### Problems
• a. In the post about the Migration is Beautiful website, at what event was the site unveiled?
• b. Reproduce the part of the post about the Migration is Beautiful website from "Migration Is Beautiful portable exhibit - photo" to "La Yarda in Silvis.".

### Text segment
· · ·

Our colleagues from the Iowa Women’s Archives at the University of Iowa just launched a new website that we’re very excited about!

Migration is Beautiful was unveiled last week at the 2016 League of United Latin American Citizens (LULAC) National Convention in Washington, D.C. Researchers can explore the story of Latinos in Iowa through an interactive map, individual profiles and a narrative history supported by digitized primary source documents.

Migration Is Beautiful portable exhibit - photo by Janet Weaver, Assistant Curator, Iowa Women's Archives

Migration Is Beautiful portable exhibit – photo by Janet Weaver, Assistant Curator, Iowa Women’s Archives

Look under “Topics” to read about and explore resources on local Mexican-American neighborhoods: Cook’s Point in the west end of Davenport, Holy City in Bettendorf and La Yarda in Silvis.

The People section has biographical information on Latinas and Latinos in Iowa, including many Quad Citizens. Each profile includes oral history interviews, family photographs and documents that have been donated to the Archive and digitized for this project.

· · ·

### Entries supplied

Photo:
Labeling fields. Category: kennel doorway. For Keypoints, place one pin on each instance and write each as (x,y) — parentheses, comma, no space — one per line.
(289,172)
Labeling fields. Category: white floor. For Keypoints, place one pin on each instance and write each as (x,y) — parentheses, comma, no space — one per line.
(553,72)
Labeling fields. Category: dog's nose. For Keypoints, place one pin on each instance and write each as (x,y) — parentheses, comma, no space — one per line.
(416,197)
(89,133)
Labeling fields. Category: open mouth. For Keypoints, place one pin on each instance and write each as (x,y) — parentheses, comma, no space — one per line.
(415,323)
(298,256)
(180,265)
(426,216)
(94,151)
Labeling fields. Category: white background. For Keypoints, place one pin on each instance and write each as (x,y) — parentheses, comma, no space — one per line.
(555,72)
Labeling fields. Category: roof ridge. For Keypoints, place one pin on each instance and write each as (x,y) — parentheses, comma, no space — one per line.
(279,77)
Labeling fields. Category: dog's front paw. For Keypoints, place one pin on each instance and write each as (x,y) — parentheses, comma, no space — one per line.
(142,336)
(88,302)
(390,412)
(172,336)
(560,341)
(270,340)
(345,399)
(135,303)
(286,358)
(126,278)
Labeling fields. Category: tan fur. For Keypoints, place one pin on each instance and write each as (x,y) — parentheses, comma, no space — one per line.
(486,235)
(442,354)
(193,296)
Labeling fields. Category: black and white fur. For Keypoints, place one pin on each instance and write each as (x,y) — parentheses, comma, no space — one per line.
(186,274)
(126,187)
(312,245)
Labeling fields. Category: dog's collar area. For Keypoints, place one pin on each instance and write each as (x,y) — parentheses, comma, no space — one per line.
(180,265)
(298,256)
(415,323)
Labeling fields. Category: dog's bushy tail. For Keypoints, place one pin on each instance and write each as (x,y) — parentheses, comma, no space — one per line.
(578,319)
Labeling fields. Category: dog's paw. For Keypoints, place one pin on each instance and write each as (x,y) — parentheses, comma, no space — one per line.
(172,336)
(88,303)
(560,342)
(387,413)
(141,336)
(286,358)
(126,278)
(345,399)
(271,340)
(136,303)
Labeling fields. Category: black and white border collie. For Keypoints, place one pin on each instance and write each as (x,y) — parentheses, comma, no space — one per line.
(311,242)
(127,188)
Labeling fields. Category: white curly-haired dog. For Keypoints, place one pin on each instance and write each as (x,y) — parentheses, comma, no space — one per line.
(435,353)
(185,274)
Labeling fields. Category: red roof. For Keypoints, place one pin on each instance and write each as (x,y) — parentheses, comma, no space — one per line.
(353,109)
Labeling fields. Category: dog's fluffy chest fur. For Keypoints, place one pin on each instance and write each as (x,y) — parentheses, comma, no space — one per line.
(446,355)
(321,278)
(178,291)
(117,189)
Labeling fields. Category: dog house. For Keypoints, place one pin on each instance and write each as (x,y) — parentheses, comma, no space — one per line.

· · ·

### Task-by-task results
• a. It was unveiled at the 2016 League of United Latin American Citizens (LULAC) National Convention in Washington, D.C.

• b.
Migration Is Beautiful portable exhibit - photo by Janet Weaver, Assistant Curator, Iowa Women's Archives

Migration Is Beautiful portable exhibit – photo by Janet Weaver, Assistant Curator, Iowa Women’s Archives

Look under “Topics” to read about and explore resources on local Mexican-American neighborhoods: Cook’s Point in the west end of Davenport, Holy City in Bettendorf and La Yarda in Silvis.